> **GIVEN RECORDS**:
▽

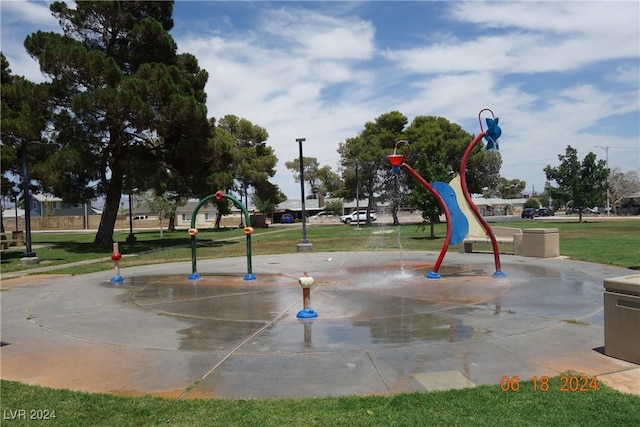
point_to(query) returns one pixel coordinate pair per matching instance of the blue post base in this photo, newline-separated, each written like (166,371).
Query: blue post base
(307,313)
(433,275)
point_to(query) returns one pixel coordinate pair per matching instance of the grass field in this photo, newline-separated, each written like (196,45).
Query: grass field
(616,243)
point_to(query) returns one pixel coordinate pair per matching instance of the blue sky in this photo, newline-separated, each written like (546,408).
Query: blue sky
(556,73)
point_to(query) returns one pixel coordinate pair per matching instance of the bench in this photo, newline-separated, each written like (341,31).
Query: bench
(508,235)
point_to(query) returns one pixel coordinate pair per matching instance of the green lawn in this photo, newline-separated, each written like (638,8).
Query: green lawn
(616,243)
(480,406)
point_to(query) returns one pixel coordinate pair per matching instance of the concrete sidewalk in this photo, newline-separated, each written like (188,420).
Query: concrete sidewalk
(382,327)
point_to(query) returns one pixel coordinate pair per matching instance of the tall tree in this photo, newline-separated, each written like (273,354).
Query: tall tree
(254,162)
(622,185)
(123,103)
(23,116)
(322,180)
(364,158)
(584,184)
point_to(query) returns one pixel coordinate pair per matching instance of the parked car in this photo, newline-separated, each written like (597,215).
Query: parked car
(359,216)
(545,212)
(286,219)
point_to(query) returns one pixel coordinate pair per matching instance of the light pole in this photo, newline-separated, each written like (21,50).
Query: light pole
(304,245)
(606,151)
(29,257)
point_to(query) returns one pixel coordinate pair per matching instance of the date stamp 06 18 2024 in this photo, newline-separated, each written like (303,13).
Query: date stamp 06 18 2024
(542,384)
(568,383)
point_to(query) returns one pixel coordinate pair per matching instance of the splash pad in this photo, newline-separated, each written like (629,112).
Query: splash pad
(382,327)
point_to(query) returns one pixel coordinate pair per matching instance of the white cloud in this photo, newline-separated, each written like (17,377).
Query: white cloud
(556,73)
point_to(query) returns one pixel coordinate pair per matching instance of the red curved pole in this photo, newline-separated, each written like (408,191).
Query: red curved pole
(447,214)
(474,208)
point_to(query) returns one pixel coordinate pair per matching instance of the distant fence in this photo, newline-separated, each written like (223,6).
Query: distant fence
(122,223)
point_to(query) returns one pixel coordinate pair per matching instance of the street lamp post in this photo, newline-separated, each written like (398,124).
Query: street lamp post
(606,151)
(304,245)
(29,257)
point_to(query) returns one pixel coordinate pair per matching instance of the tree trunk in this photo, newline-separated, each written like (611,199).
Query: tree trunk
(104,236)
(172,222)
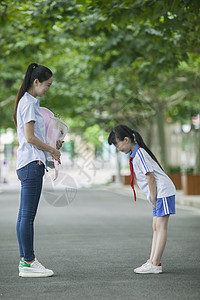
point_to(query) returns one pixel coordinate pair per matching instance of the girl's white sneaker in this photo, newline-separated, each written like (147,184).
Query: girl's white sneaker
(35,269)
(146,263)
(149,269)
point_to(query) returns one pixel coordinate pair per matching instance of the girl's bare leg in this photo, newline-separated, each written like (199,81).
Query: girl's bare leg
(153,246)
(160,239)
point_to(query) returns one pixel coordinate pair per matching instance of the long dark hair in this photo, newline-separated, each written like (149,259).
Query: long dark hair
(122,131)
(34,71)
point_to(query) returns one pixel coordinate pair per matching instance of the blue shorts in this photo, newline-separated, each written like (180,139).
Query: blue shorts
(165,206)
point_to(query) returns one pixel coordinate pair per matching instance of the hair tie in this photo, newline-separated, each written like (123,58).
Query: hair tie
(35,66)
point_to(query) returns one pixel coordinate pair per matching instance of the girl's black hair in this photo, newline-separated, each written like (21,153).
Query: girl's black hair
(34,71)
(122,131)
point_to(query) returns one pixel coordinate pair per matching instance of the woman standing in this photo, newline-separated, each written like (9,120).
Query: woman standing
(31,162)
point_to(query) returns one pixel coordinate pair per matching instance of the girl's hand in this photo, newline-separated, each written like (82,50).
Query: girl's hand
(152,187)
(59,144)
(56,155)
(154,202)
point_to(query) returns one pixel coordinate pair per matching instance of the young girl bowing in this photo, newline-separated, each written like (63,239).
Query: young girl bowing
(153,181)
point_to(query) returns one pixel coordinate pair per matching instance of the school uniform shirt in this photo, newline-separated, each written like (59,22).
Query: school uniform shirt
(143,163)
(29,110)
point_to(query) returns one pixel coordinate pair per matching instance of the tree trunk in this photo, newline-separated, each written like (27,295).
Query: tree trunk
(197,151)
(161,134)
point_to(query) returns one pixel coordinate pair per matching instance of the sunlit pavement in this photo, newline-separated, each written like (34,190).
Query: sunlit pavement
(93,243)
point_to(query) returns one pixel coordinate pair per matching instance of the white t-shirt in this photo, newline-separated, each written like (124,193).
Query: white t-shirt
(29,110)
(143,163)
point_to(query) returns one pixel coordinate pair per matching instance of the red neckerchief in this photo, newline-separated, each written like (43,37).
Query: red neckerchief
(132,176)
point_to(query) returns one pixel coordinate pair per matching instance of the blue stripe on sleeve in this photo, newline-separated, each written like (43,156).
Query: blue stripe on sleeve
(143,160)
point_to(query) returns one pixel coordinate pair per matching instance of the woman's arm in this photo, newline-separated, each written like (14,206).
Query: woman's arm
(152,187)
(33,140)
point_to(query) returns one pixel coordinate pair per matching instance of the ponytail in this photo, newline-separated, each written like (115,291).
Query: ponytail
(122,131)
(34,71)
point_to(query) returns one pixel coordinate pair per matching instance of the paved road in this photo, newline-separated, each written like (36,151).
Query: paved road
(93,244)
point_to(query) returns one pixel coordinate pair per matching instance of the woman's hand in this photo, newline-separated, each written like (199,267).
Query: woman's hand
(56,155)
(59,144)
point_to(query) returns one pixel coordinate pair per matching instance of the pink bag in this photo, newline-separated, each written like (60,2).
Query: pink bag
(56,130)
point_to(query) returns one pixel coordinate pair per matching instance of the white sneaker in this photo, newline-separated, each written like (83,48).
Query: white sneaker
(34,269)
(146,263)
(149,269)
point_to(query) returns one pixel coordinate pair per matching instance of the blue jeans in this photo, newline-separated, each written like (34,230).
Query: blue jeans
(31,177)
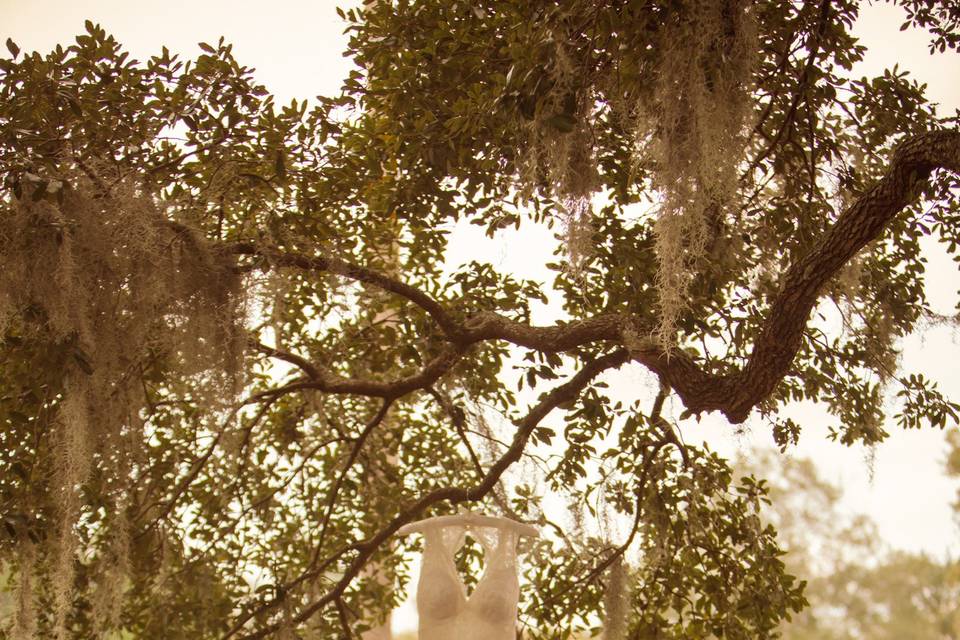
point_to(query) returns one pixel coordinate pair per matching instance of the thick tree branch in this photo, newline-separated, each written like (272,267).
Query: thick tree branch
(735,394)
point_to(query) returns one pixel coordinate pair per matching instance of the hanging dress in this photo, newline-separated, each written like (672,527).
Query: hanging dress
(446,612)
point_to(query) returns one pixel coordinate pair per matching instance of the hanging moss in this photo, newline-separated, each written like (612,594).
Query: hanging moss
(118,285)
(693,126)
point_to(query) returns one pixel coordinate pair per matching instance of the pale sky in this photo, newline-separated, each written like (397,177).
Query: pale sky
(296,49)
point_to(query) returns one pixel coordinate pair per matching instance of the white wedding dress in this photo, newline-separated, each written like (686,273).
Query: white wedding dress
(490,612)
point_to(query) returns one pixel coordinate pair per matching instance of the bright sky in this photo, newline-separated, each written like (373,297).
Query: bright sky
(296,48)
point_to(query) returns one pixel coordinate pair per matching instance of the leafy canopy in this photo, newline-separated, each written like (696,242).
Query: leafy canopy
(235,360)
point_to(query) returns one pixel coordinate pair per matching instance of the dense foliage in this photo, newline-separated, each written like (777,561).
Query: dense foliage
(236,359)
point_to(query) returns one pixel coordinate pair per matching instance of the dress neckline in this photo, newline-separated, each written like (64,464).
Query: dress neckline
(490,557)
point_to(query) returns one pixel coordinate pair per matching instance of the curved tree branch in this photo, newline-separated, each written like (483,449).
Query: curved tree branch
(736,394)
(452,495)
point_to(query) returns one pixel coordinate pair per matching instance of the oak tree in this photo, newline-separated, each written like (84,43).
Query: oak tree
(235,361)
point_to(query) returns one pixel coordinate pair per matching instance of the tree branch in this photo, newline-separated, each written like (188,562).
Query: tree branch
(453,495)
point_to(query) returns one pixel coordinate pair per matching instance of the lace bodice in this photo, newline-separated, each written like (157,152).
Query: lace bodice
(446,612)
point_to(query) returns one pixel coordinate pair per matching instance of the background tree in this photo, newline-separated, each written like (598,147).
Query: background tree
(213,305)
(857,587)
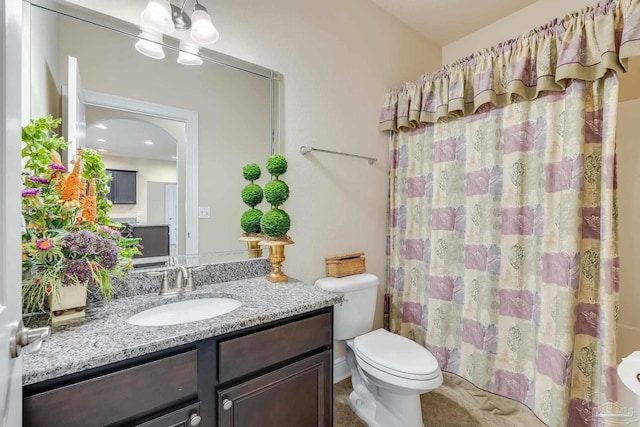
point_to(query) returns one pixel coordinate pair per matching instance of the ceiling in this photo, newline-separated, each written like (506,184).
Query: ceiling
(124,134)
(444,21)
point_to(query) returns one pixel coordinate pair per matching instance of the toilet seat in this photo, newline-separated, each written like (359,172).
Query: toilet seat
(396,355)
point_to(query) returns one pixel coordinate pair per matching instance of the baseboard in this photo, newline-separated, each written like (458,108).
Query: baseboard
(340,370)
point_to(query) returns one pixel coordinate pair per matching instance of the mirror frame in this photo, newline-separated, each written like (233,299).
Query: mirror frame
(190,118)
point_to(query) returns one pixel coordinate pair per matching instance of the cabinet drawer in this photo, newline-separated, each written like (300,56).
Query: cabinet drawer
(117,396)
(243,355)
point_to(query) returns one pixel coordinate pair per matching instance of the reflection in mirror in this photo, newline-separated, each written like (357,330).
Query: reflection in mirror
(145,149)
(233,109)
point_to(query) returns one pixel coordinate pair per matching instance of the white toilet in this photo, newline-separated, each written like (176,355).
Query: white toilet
(388,372)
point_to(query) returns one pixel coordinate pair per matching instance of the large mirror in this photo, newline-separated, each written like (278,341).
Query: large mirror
(184,131)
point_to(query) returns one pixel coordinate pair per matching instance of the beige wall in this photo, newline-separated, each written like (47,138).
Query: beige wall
(628,152)
(535,15)
(338,59)
(148,170)
(43,61)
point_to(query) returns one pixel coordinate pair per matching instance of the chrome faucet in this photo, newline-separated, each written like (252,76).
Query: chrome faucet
(182,275)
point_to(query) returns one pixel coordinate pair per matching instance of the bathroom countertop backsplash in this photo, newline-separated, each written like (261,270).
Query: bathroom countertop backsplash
(104,337)
(139,282)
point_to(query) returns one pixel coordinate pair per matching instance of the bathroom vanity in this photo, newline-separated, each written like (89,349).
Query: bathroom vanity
(267,363)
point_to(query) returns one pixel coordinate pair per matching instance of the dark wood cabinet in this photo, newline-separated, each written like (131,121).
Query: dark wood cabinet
(276,374)
(295,395)
(122,188)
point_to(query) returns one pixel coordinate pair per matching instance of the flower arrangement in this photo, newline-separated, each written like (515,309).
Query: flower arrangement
(68,238)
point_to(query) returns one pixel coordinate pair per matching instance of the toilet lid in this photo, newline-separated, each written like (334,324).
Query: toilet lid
(396,355)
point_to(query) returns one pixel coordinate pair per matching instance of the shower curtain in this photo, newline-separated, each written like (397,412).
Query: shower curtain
(503,218)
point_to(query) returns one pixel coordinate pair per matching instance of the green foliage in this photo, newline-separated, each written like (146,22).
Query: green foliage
(252,195)
(276,165)
(39,139)
(251,172)
(275,223)
(250,221)
(67,239)
(93,167)
(276,192)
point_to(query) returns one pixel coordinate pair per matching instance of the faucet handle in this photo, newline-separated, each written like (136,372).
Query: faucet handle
(164,286)
(191,286)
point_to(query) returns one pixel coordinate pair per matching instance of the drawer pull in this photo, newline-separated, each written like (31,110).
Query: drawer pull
(194,419)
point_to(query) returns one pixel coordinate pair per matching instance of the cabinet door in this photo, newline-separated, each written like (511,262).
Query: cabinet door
(184,417)
(296,395)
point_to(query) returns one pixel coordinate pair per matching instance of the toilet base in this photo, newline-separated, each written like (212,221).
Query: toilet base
(378,405)
(407,411)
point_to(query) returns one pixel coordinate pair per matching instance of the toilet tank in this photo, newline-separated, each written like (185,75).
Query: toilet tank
(354,316)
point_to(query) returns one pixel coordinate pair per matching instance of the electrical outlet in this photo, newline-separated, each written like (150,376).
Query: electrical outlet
(204,212)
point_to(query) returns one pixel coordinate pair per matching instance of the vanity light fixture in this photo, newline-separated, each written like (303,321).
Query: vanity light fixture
(157,15)
(150,44)
(165,17)
(188,54)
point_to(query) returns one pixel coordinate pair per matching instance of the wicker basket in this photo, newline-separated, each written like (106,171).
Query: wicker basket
(345,265)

△

> **EXERCISE GOAL**:
Your task is to reproduce, exactly and exclusively, the lines from the one holding "written like (185,75)." through the final line of the listing.

> **FINISHED ANSWER**:
point_to(query) returns one pixel coordinate pair per matching instance of the toilet tank in this photo, newline-separated, each written like (185,75).
Query: toilet tank
(354,316)
point_to(query) returns one pixel coordinate pair per matching instance of the electrical outlet in this photo, newline-separated, each written like (150,376).
Query: electrical outlet
(204,212)
point_to(query) returns one pixel coordinate pair per matching instance of the vanity light fixture in this photo, newline-separated, each written like (303,321).
Query: vanity light fixture
(157,15)
(150,44)
(165,17)
(188,54)
point_to(query) returns one pixel coordinate pair per matching instance of the wicker basket in this photo, newline-separated, each written like (106,171).
Query: wicker basket
(345,265)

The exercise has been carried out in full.